Task to complete:
Please pull out every line in the records below that contains the word "ground" and copy each of those lines in full.
== Extracted material
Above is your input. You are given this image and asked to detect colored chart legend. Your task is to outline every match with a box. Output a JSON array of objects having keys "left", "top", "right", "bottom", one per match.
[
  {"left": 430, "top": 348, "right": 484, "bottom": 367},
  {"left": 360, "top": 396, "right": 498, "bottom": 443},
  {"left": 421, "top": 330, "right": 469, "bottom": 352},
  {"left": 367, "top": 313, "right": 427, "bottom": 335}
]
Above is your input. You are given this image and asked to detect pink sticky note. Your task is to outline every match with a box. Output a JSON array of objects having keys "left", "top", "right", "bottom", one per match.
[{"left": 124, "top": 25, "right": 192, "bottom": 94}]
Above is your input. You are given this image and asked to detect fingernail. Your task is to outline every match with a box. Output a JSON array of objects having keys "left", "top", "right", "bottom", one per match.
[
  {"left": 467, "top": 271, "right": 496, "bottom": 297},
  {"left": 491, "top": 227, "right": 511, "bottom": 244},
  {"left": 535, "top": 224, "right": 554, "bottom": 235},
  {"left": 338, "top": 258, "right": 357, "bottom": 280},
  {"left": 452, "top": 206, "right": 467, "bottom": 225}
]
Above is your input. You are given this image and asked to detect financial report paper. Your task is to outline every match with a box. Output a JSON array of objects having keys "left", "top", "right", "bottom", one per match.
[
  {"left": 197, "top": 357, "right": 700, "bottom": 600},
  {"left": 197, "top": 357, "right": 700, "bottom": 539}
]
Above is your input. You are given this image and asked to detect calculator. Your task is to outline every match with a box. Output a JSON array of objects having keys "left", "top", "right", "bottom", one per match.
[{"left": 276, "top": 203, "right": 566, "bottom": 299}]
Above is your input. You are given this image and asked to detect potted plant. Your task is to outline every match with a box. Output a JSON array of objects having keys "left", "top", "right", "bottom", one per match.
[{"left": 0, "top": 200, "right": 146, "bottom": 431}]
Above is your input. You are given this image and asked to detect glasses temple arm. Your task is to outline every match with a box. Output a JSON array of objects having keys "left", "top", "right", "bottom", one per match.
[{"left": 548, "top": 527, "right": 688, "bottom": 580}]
====
== Extracted material
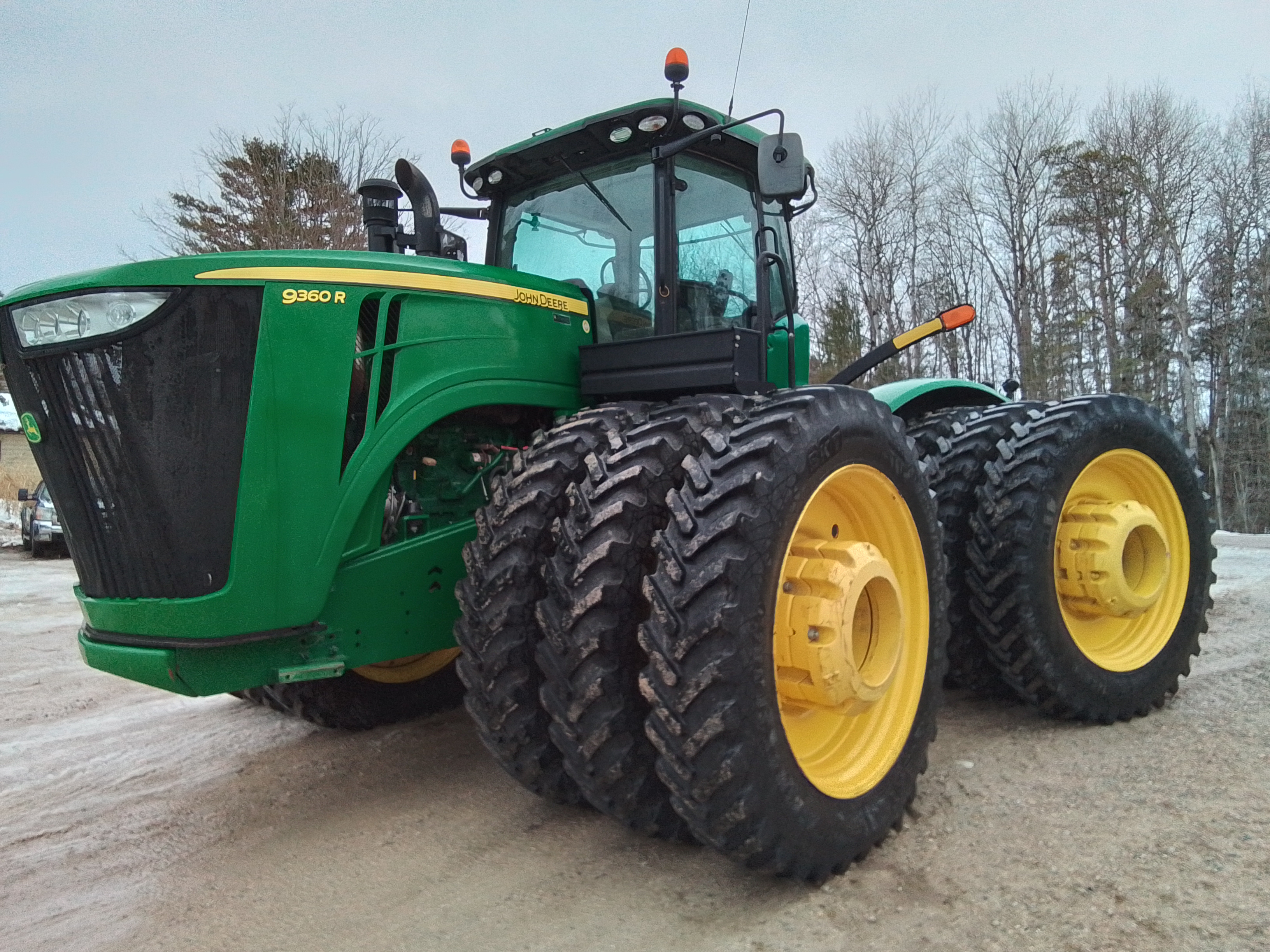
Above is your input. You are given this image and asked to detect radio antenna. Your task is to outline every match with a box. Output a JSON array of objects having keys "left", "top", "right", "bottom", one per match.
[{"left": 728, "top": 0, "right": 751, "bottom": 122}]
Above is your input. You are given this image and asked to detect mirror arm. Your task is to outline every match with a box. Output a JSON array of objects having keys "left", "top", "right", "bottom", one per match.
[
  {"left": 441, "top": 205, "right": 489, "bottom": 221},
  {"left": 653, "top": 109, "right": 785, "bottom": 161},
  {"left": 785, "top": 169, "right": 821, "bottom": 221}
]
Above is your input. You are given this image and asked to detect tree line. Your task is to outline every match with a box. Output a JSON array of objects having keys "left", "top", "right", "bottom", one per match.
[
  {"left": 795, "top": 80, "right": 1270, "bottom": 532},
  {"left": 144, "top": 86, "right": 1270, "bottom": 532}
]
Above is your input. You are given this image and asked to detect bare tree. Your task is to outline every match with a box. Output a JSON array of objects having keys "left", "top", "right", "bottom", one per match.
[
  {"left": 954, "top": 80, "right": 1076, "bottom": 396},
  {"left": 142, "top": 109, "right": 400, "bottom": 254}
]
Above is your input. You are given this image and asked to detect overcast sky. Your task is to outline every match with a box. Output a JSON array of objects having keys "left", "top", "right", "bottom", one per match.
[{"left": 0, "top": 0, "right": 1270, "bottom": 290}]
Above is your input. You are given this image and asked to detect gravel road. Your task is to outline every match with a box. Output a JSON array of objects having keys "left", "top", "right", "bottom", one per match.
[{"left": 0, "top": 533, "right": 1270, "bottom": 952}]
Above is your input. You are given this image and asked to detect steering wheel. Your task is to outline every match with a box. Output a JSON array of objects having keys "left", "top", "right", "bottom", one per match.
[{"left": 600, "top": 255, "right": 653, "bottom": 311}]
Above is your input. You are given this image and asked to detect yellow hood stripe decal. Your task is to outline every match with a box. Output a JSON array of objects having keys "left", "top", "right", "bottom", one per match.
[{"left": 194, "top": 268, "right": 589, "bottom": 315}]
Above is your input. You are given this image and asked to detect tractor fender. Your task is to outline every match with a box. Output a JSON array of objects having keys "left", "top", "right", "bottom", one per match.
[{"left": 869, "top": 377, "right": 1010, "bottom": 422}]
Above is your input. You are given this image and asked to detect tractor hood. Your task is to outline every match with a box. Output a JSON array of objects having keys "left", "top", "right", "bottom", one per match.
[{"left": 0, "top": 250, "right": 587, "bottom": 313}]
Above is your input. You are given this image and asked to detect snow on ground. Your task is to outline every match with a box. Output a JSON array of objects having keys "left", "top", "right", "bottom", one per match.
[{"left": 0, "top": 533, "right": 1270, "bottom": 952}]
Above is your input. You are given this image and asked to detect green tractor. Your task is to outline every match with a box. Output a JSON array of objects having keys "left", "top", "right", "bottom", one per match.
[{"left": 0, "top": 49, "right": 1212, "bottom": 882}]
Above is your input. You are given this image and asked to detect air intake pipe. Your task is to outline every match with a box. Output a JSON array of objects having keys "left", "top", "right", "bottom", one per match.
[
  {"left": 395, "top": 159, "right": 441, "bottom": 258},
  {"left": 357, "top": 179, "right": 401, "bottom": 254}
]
====
Task solution:
Above is your input. You are given this image and asked to detect snow on ground. Your task is to outline every match with a box. Output a JSON array of objects having keys "left", "top", "right", "bottom", one per match.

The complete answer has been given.